TASK DETAILS: Change every "instance" in the records below to "occurrence" and keep everything else unchanged. Leave the pictures out of your answer.

STORED DATA:
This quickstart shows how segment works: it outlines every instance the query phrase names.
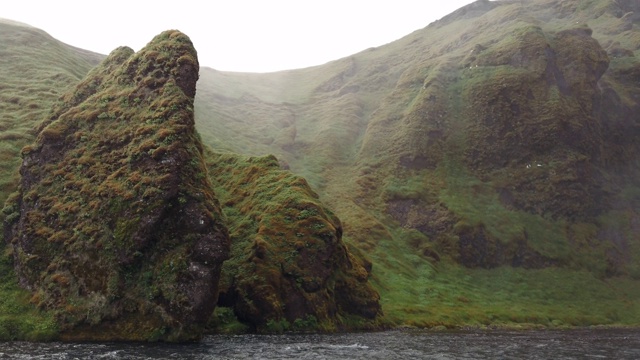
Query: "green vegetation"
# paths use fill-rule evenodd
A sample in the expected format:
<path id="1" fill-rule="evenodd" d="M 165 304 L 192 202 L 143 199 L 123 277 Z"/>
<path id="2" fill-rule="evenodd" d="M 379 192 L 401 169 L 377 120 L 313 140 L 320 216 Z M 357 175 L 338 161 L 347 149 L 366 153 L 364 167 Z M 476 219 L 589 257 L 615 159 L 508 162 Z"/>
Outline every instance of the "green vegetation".
<path id="1" fill-rule="evenodd" d="M 167 202 L 178 217 L 204 202 L 207 219 L 228 227 L 231 258 L 207 331 L 640 325 L 633 11 L 611 0 L 477 1 L 322 66 L 200 69 L 194 104 L 180 102 L 184 82 L 163 72 L 167 61 L 197 66 L 194 57 L 162 46 L 137 58 L 118 49 L 54 103 L 93 55 L 55 41 L 24 52 L 44 35 L 0 24 L 2 51 L 30 61 L 0 59 L 0 196 L 18 189 L 19 153 L 25 169 L 47 146 L 58 144 L 51 157 L 69 155 L 25 171 L 41 182 L 19 189 L 2 216 L 16 224 L 20 201 L 38 203 L 28 234 L 47 242 L 35 252 L 108 254 L 5 253 L 0 331 L 48 339 L 71 324 L 100 339 L 96 324 L 127 314 L 103 338 L 186 337 L 171 334 L 158 305 L 189 300 L 176 283 L 191 249 L 168 235 L 178 225 L 153 220 Z M 107 74 L 139 75 L 144 91 L 112 86 Z M 38 138 L 23 148 L 34 126 Z M 154 172 L 174 160 L 185 160 L 187 181 Z M 210 186 L 215 196 L 199 190 Z M 143 233 L 167 250 L 146 252 Z M 18 276 L 46 289 L 20 290 L 10 255 Z M 81 284 L 74 274 L 90 264 L 104 276 Z M 81 296 L 87 288 L 100 291 Z M 32 325 L 41 318 L 48 325 Z"/>
<path id="2" fill-rule="evenodd" d="M 23 148 L 6 240 L 63 339 L 201 335 L 228 238 L 194 129 L 197 71 L 178 31 L 118 48 Z"/>
<path id="3" fill-rule="evenodd" d="M 232 243 L 219 304 L 265 332 L 346 329 L 347 316 L 374 326 L 380 308 L 369 273 L 307 182 L 273 156 L 207 158 Z"/>
<path id="4" fill-rule="evenodd" d="M 319 67 L 204 69 L 198 128 L 309 180 L 389 325 L 638 325 L 625 6 L 478 1 Z"/>

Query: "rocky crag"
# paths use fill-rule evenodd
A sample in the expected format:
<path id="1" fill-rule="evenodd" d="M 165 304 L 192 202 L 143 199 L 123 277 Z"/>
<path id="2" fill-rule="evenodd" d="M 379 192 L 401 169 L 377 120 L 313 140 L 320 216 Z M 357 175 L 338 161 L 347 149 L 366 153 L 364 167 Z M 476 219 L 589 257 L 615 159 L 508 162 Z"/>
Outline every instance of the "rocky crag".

WRITTEN REPLY:
This quickstart shows how segment works: it outlines every occurrence the query phrase names.
Query: "green vegetation"
# paths use fill-rule evenodd
A sample in the expected format:
<path id="1" fill-rule="evenodd" d="M 165 304 L 192 202 L 143 199 L 123 277 Z"/>
<path id="2" fill-rule="evenodd" d="M 379 192 L 401 169 L 377 120 L 313 140 L 320 216 Z M 357 175 L 338 161 L 347 149 L 366 153 L 364 167 Z M 476 219 L 589 257 L 615 159 L 508 162 Z"/>
Outline every occurrence of the "green vegetation".
<path id="1" fill-rule="evenodd" d="M 167 202 L 178 217 L 204 202 L 207 219 L 228 227 L 231 258 L 207 331 L 640 325 L 633 11 L 611 0 L 477 1 L 322 66 L 200 69 L 194 104 L 180 102 L 184 82 L 163 72 L 167 61 L 197 66 L 194 57 L 162 46 L 137 58 L 118 49 L 54 103 L 93 55 L 55 41 L 24 52 L 44 35 L 0 24 L 2 51 L 30 61 L 0 59 L 0 196 L 18 189 L 19 153 L 25 169 L 47 146 L 58 144 L 51 157 L 69 155 L 25 171 L 41 182 L 19 189 L 2 216 L 16 224 L 20 201 L 38 203 L 28 234 L 47 242 L 35 252 L 108 254 L 5 253 L 0 331 L 48 339 L 71 324 L 100 339 L 96 324 L 127 314 L 103 338 L 186 337 L 171 334 L 158 305 L 189 300 L 176 283 L 191 249 L 168 235 L 178 225 L 153 220 Z M 107 74 L 139 75 L 144 91 L 112 86 Z M 38 138 L 23 148 L 34 126 Z M 154 172 L 174 160 L 185 160 L 187 181 Z M 210 186 L 215 196 L 199 190 Z M 143 233 L 167 250 L 146 252 Z M 18 276 L 46 289 L 20 290 L 10 255 Z M 81 284 L 74 274 L 90 264 L 104 276 Z M 81 296 L 87 288 L 100 291 Z M 32 325 L 41 318 L 48 325 Z"/>
<path id="2" fill-rule="evenodd" d="M 23 148 L 6 240 L 63 339 L 201 335 L 228 238 L 194 129 L 197 71 L 178 31 L 118 48 Z"/>
<path id="3" fill-rule="evenodd" d="M 232 243 L 219 304 L 265 332 L 346 329 L 347 316 L 374 326 L 380 308 L 369 273 L 307 182 L 273 156 L 207 158 Z"/>
<path id="4" fill-rule="evenodd" d="M 319 67 L 204 69 L 198 128 L 309 180 L 389 325 L 638 325 L 625 6 L 478 1 Z"/>

Query: "rocky crag"
# paths use fill-rule evenodd
A sample in the expected format:
<path id="1" fill-rule="evenodd" d="M 165 304 L 192 202 L 143 199 L 123 277 Z"/>
<path id="2" fill-rule="evenodd" d="M 379 192 L 401 169 L 377 120 L 313 140 L 320 216 Z M 357 175 L 338 161 L 347 149 L 366 153 L 364 167 Z M 476 219 L 589 257 L 615 159 L 508 162 Z"/>
Outline every occurrence of the "rocky crag".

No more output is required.